**Task instructions**. Turn the part of the records that opens with the line containing "Produce the target's" and closes with the line containing "negative clicks: (858, 238) (963, 5)" into a numbered list, leaving out blank lines.

(Stored data)

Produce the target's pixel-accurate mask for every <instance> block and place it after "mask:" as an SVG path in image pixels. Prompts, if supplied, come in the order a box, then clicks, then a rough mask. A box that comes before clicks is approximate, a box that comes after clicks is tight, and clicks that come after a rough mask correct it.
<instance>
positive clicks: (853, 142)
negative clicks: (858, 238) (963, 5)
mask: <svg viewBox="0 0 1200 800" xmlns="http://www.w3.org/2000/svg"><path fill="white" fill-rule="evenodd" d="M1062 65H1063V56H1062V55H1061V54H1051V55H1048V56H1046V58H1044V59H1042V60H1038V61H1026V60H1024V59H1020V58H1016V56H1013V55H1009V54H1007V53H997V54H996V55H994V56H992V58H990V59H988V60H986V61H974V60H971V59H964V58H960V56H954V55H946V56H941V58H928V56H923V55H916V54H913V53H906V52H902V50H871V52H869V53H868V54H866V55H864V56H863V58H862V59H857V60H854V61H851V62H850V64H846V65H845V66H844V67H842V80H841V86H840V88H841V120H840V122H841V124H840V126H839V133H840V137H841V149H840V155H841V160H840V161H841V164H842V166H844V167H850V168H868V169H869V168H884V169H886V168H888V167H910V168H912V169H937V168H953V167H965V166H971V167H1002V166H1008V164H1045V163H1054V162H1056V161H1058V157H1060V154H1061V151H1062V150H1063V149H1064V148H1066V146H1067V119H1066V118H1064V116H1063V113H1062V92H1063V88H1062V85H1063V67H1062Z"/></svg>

--

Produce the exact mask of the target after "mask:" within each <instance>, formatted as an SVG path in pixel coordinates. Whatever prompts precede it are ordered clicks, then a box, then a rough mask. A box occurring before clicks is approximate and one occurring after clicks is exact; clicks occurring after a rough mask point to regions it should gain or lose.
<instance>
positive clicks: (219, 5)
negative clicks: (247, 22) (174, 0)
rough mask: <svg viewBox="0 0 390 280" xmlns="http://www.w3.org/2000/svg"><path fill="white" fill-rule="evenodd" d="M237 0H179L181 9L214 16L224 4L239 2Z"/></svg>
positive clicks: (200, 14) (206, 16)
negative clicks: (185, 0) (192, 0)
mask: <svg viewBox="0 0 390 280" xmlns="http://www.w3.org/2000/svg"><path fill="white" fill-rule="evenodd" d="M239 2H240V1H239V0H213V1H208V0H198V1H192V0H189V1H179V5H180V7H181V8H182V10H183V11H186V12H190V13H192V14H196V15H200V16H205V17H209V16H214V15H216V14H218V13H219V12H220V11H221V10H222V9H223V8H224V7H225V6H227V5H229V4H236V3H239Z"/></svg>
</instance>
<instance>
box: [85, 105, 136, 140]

**Exercise result**.
1. Produce the target's pixel-accurate mask for every <instance> block and place it after "mask:" as an SVG path in image pixels. Prompts, if supplied, come in the order a box, then clicks, then a rough mask. A box that comes before clicks is approximate, a box that comes after clicks is tight, and clicks that come after a rough mask correct it.
2. <instance>
3. positive clicks: (853, 142)
4. negative clicks: (858, 238) (963, 5)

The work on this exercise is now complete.